■ **WHAT TO DO**
Answer these questions using the text on polyethylene phase-separation membranes:
(a) About how thick were the pressed sheets?
(b) What air permeability did the phase-separation membranes show?
(c) In the systems with extraction/extension, up to what extension could a stable extension be performed?

■ **TEXT BLOCK**

=======

Pressed sheets (about 550 μm) were fabricated from the liquid–liquid phase and solid–liquid phase-separation systems containing PE and a different predetermined solvent. The phase-separation membranes were subjected to two cycles of extension/extraction. Extension was performed without solvent extraction, thereafter solvent extraction was performed. Next, extraction/extension was performed to extract the solvent from the phase-separation membrane, thereafter extension was performed again. The properties of the resulting films were measured. These results are shown in Table 2.

Compared with unextended films (phase-separation membranes), both extension/extraction films and extraction/extension films have high puncture strength per unit thickness, and pore structures through which air could pass were present in the extended films. The air permeability of phase-separation membranes was 10 000 s or more, and they have a much lower air permeability than extended films. The systems with extension/extraction were stronger than the systems with extraction/extension but had a smaller pore diameter. In the systems with extraction/extension, when 5 × 5 times extensions were performed, a break occurred during extension. A stable extension was performed only up to a 3 × 3 times extension. Results for the 3 × 3 times extensions are shown in Table 2. Therefore, systems with extraction/extension (particularly in the liquid–liquid phase-separation system) contain large pores because of the extraction of the solvent-rich phase before extension. Extension was not sufficiently performed, and pore formation based on the pores progressed. A high-ratio extension led to film break because of extreme pore formation. In the other systems with extension/extraction, the extended film was dense, and the solvent was not extracted. Extension was efficiently performed in these systems, and the strength was improved. No pores formed as a result of extension, and the pore diameter was small. The differences between extraction/extension and extension/extraction processes are greater than the differences in the structure of the phase-separation membrane (that is, the difference due to the solvent used or the difference between liquid–liquid phase separation and solid–liquid phase separation) (Table 2).

Extension ratio, PE molecular weight and mechanical strength

The relationship between the extension ratio and mechanical strength (puncture strength) of microporous films fabricated using the extension/extraction process was examined. PE with different molecular weights was used, and extension was performed by changing the extension ratio. The relationship between the extension ratio and puncture strength is shown in Figure 4.

Figure 4

Effects of molecular weight on the relationship between extension ratio and puncture strength.2 Symbols indicate the molecular weight of PE. •: 2.8 × 105; ▪: 4.5 × 105; ▴: 2.3 × 106.

=======

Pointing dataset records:

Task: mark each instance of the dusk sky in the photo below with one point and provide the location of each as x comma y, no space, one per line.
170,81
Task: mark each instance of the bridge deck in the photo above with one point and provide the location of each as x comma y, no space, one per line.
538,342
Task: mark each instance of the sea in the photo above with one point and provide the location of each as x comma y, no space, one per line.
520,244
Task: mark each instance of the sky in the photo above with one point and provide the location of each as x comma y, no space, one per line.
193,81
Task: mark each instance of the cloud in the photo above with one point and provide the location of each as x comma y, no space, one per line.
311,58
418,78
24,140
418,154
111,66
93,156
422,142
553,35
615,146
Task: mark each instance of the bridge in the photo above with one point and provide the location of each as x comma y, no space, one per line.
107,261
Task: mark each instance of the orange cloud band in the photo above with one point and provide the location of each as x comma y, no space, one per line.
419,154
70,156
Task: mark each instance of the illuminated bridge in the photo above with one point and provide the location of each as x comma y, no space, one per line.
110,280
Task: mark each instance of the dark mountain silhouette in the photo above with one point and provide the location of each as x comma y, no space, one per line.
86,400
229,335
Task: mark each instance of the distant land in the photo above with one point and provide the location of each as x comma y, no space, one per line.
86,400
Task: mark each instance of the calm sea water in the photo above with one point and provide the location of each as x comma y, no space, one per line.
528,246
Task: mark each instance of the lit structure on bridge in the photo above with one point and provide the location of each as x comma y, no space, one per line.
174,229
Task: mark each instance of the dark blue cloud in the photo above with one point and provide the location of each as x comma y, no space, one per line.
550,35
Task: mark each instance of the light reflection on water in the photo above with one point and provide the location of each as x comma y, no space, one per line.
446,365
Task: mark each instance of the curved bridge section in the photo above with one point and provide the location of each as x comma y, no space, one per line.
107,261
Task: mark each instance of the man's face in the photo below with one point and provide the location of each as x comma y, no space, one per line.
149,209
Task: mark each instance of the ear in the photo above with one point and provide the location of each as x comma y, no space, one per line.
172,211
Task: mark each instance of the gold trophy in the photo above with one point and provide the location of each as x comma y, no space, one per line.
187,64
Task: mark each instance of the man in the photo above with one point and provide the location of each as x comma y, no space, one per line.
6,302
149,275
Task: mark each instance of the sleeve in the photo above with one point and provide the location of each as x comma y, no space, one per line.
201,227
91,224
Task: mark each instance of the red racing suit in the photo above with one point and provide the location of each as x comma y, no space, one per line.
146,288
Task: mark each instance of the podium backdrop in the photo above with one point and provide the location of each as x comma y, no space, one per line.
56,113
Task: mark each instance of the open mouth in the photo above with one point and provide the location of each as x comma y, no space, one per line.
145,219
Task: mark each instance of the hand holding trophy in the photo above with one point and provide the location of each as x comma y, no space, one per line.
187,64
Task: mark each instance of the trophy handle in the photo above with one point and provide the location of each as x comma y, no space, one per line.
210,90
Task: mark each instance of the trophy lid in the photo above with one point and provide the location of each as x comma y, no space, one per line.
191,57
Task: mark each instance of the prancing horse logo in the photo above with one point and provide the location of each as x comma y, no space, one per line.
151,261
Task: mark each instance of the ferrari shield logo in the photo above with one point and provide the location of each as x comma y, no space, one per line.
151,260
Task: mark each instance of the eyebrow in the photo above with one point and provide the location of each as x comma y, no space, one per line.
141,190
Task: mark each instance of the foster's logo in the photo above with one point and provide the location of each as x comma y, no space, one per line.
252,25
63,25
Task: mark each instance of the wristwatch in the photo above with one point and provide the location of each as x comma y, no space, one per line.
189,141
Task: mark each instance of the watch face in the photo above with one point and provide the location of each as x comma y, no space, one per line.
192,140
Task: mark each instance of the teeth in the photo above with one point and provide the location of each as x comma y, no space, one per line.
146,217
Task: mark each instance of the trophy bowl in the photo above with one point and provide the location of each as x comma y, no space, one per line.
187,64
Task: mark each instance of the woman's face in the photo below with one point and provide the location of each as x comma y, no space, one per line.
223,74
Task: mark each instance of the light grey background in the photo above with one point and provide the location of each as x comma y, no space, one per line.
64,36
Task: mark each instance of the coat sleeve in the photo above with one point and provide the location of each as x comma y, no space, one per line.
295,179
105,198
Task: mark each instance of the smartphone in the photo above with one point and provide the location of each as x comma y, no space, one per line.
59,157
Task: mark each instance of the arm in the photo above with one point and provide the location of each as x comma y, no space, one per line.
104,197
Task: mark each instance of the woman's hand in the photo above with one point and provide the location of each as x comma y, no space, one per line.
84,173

=======

■ **CORRECT RESULT**
(a) About 550 μm.
(b) 10 000 s or more.
(c) Up to a 3 × 3 times extension.